CARL A HOLMAN, Complainant
EMPIRE BUCKET & MFG INC, Respondent
An administrative law judge (ALJ) for the Equal Rights Division of the Department of Workforce Development issued a decision in this matter. A timely petition for review was filed.
The commission has considered the petition and the positions of the parties, and it has reviewed the evidence submitted to the ALJ. Based on its review, the commission agrees with the decision of the ALJ, and it adopts the findings and conclusion in that decision as its own, except that it makes the following modifications:
The second sentence of Finding of Fact 19 is modified to read as follows:
Respondent's concerns about complainant's negative attitude toward his work arose before and continued after his demotion. After his demotion, this negative attitude was expressed once in his reluctance to take the temporary assignment to a welding position in March, and again in his questioning about assignments, frequent trips to the restroom, and stopping his work five minutes before the end of the shift, documented in a memo prepared by Mr. Morse on April 9, 2001.
The second sentence of the first paragraph of the "Memorandum" section is modified to read as follows:
Instead, in the interrogatory answer the Respondent portrayed the decision to lay off Mr. Holman as due to lack of work; to his lack of qualifications on the CNC, the 400 ton press, and the plate roll work stations; and to his status as the second machinist.
The sixth sentence of the second paragraph of the "Memorandum" section is modified to read as follows:
The policy contemplated that the company could deviate from seniority in the interest of keeping employees with special skills. Although Mr. Morse had superior skills to Mr. Holman's in the area of leadership and supervisory ability, the company's characterization of Mr. Morse's technical skills as superior to Mr. Holman's is not supported by the record.
The third paragraph of the Order is modified to read as follows:
Within 30 days of the expiration of time within which an appeal may be taken herein, the respondent shall submit a compliance report detailing the specific action taken to comply with the commission's decision. The compliance report shall be directed to the attention of Kendra DePrey, Labor and Industry Review Commission, P.O. Box 8126, Madison, Wisconsin 53708.

(Data drawn from a collection)
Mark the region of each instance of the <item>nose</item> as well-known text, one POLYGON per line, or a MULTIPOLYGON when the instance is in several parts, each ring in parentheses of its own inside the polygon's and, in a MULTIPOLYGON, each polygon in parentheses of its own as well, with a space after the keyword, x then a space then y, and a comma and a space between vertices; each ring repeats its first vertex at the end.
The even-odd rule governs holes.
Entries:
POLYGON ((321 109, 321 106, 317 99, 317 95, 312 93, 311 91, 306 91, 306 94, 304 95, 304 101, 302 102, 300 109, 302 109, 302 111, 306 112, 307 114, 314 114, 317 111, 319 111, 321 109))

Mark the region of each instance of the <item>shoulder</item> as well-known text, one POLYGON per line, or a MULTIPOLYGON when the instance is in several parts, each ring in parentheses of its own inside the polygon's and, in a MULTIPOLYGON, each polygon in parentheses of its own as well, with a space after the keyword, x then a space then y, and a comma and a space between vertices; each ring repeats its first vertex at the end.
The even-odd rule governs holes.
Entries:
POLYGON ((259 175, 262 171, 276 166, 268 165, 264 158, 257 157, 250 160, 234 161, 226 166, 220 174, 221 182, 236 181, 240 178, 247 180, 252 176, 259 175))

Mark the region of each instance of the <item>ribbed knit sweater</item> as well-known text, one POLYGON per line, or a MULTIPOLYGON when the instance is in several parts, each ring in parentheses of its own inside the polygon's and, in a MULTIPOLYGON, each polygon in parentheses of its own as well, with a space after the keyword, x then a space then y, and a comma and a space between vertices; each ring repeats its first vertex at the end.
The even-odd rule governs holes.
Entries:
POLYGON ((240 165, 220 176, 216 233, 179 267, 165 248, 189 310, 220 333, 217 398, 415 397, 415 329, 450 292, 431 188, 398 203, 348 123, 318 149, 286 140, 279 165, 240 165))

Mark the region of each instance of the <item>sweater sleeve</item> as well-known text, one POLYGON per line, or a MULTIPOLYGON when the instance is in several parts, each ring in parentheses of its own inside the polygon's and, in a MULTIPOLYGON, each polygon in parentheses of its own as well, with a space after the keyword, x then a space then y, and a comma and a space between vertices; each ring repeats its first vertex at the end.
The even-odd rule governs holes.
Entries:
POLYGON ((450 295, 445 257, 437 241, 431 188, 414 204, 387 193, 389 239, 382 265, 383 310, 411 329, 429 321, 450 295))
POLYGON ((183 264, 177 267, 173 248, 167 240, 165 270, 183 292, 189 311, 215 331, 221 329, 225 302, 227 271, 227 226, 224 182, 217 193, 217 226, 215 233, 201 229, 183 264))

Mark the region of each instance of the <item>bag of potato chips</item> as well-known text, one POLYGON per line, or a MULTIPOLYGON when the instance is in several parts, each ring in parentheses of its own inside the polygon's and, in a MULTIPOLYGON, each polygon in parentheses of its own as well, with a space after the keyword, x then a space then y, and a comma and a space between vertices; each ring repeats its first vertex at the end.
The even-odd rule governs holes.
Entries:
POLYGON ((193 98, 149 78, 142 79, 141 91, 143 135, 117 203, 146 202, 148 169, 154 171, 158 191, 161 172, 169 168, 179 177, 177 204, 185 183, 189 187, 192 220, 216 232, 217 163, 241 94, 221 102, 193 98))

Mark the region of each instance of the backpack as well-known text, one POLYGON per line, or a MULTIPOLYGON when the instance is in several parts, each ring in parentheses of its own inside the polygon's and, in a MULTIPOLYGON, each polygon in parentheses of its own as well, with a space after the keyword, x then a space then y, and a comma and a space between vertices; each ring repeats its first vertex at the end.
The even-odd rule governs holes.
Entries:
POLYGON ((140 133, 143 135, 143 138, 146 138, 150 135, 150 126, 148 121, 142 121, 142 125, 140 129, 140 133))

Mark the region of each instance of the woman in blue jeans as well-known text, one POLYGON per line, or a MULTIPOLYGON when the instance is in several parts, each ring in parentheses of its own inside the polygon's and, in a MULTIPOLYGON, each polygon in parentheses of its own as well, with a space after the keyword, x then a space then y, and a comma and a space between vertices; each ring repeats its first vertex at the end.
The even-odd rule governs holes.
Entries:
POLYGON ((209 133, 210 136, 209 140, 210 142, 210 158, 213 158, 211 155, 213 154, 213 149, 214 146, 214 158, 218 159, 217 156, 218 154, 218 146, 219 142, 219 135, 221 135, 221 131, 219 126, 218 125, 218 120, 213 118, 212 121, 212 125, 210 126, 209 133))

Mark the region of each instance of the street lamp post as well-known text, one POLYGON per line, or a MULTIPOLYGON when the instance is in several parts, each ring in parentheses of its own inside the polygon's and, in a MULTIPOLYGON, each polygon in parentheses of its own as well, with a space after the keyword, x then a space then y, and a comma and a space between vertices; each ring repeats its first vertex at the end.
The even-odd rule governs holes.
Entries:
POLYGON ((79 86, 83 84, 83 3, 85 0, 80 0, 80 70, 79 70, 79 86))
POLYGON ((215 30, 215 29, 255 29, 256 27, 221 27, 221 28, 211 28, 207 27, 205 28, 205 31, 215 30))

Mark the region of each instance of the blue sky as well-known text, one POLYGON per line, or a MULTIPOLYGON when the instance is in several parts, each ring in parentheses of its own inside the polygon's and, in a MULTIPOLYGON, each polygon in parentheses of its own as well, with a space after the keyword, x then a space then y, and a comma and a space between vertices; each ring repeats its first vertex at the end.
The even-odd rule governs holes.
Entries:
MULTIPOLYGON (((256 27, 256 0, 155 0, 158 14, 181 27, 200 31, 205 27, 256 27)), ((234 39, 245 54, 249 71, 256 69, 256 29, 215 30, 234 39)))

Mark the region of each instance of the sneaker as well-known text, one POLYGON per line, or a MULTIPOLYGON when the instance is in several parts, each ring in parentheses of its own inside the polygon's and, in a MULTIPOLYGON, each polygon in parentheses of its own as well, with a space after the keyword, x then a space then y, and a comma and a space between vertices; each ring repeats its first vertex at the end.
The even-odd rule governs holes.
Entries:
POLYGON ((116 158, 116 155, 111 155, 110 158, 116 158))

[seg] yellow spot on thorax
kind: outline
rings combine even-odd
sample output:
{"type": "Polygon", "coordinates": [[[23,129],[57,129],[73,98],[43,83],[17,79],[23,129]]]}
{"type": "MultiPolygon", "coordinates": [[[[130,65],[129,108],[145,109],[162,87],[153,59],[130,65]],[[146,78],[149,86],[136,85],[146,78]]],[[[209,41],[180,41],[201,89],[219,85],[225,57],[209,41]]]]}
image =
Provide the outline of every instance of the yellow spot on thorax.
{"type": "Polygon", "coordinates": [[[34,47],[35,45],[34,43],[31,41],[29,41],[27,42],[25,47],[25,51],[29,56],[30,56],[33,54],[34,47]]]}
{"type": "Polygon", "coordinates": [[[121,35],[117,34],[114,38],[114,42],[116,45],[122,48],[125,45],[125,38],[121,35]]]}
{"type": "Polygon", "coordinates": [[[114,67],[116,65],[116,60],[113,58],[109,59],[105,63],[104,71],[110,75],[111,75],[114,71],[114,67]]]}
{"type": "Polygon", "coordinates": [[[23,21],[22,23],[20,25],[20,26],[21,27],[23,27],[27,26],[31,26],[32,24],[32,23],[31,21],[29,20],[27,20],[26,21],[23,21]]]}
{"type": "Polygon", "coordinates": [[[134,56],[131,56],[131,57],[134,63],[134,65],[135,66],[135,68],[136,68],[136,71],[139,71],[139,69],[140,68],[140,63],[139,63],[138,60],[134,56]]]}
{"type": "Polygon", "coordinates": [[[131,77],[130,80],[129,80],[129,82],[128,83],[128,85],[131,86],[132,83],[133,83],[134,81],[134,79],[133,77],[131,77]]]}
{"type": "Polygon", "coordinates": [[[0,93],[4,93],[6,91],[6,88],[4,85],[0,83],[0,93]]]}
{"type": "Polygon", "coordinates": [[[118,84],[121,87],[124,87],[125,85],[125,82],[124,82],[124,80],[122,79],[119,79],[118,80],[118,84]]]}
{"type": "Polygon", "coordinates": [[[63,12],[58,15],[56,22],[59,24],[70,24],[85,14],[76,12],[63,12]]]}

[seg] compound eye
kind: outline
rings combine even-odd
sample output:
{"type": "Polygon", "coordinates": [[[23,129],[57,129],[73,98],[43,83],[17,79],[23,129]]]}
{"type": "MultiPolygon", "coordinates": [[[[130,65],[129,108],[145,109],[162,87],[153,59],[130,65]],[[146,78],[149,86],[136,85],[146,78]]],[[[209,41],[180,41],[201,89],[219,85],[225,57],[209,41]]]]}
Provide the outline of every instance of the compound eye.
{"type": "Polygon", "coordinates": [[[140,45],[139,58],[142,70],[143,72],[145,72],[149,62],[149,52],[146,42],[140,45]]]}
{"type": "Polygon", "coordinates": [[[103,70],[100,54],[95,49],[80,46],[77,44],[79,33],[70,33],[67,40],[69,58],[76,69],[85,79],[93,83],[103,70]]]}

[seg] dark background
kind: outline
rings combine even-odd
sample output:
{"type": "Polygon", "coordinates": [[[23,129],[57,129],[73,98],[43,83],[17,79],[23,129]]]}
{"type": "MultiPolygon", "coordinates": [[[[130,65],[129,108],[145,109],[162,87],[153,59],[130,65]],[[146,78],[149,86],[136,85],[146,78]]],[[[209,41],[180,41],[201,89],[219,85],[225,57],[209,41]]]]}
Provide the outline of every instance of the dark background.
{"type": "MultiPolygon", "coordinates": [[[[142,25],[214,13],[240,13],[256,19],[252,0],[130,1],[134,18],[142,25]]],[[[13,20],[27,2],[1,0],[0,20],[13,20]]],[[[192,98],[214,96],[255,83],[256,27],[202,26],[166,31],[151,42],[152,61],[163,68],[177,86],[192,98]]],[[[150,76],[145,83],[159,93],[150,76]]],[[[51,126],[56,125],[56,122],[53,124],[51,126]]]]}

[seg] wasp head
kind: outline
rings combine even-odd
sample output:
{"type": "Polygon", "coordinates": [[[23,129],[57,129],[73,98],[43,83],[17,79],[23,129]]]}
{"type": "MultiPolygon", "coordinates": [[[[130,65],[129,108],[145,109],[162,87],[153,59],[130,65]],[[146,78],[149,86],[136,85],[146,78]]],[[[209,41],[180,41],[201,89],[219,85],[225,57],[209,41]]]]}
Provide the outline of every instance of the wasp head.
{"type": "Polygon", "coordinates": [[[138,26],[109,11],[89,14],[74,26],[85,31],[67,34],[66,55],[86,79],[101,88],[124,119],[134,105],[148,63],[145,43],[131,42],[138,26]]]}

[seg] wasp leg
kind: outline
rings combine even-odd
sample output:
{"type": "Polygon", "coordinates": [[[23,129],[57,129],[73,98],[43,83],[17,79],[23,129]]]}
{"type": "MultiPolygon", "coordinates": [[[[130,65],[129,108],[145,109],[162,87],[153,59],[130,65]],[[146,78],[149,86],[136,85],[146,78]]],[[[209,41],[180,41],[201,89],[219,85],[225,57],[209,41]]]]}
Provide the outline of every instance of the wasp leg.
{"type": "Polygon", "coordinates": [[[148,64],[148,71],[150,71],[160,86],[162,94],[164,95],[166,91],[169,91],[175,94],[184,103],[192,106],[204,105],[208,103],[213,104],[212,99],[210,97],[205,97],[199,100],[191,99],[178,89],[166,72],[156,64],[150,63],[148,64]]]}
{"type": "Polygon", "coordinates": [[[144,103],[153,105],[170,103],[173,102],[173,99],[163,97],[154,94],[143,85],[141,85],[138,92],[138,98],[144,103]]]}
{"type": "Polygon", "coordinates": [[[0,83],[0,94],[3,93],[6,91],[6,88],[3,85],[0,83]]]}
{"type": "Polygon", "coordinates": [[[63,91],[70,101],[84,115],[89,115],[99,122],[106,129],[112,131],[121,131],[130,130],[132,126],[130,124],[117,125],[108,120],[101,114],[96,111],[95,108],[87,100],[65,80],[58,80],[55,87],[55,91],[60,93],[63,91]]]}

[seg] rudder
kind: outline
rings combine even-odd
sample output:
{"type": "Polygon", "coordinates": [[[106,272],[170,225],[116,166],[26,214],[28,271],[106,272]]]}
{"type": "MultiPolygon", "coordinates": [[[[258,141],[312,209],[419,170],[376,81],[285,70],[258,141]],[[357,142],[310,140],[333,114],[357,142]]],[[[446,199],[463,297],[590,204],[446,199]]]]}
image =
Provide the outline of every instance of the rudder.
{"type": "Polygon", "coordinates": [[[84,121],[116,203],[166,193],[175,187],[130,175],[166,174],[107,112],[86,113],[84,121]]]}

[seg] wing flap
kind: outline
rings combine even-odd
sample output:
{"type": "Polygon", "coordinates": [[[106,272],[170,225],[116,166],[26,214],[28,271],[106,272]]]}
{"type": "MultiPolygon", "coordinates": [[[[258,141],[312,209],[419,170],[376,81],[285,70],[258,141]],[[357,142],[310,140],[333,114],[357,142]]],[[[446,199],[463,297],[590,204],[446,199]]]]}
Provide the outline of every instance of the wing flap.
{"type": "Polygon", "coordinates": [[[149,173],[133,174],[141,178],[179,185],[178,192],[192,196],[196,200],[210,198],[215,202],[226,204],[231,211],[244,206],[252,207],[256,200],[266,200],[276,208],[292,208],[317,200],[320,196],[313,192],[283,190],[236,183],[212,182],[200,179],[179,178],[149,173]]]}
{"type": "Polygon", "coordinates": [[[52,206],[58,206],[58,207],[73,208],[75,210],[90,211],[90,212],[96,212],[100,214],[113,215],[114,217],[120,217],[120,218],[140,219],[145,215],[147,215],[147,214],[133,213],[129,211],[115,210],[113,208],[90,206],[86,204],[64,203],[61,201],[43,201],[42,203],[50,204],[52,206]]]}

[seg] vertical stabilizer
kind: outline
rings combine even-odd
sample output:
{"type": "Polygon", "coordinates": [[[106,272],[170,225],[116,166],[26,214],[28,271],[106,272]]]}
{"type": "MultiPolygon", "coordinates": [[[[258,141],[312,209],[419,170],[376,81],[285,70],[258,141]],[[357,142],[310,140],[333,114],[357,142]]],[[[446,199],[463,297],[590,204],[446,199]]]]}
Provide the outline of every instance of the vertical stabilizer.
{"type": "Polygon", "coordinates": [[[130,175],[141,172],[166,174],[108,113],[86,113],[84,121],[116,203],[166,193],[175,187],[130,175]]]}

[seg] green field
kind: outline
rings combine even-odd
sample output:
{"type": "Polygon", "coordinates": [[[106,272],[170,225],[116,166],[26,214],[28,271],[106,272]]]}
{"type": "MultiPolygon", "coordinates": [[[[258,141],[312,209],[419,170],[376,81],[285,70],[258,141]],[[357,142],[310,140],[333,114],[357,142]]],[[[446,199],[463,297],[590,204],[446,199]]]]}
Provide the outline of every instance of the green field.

_INSTRUCTIONS FOR THE TASK_. Continue the commission decision on Holman's complaint against Empire Bucket, starting after its last sentence. The entries have no role in this work.

_SOLVED PROBLEM_.
The decision of the administrative law judge, as modified, is affirmed.
Dated and mailed August 15, 2003
holmaca . rmd : 115 : 9
/s/ David B. Falstad, Chairman
/s/ James T. Flynn, Commissioner
/s/ Robert Glaser, Commissioner
The commission agrees with the administrative law judge that, although the complainant's filing of an equal rights complaint was a motivating factor in the complainant's layoff, complainant would have been selected for layoff even if he had not engaged in this protected fair employment activity; and that, as a result, the proper remedy is a cease and desist order and an award of attorneys' fees.
The mixed motive test is applied in cases where an employer has made an employment decision in part due to a prohibited discriminatory reason and in part due to a legitimate business reason. Hoell v. LIRC, 186 Wis. 2d 603, 608, 522 N.W.2d 234 (Ct. App. 1994). An employer who has made such an employment decision is liable under the Fair Employment Act, but the remedy may be modified depending upon whether the termination would have taken place in the absence of the impermissible motivating factor. Under the mixed motive test, if the employer would have made the same employment decision in the absence of the impermissible discriminatory reason, then the complainant should be awarded only a cease and desist order and attorney's fees. If, however, the employment decision would not have been made in the absence of the prohibited discriminatory reason, the complainant can be awarded all of the remedies ordinarily allowed, such as back pay, reinstatement and attorney's fees. Miles v. Regency Janitorial Service, ERD Case No. 199803666 (LIRC Sept. 26, 2002).
The complainant's primary argument in its petition for commission review is that the respondent's failure to clearly identify its concerns regarding the complainant's negative attitude in its response to an interrogatory question during prehearing discovery asking the respondent to identify each reason for selecting the complainant for layoff, establishes that the offer of this reason by the respondent at hearing to justify and explain the layoff decision demonstrates pretext.
Complainant is correct in asserting that inconsistencies between responses to discovery requests and evidence offered at hearing are often used for impeachment purposes. Here, however, as the administrative law judge concluded, there was documentary evidence and credible testimony that the respondent had ongoing concerns about the complainant's attitude toward his work and toward the respondent which constituted the primary basis for his demotion on February 6, 2001, and which continued even after this demotion.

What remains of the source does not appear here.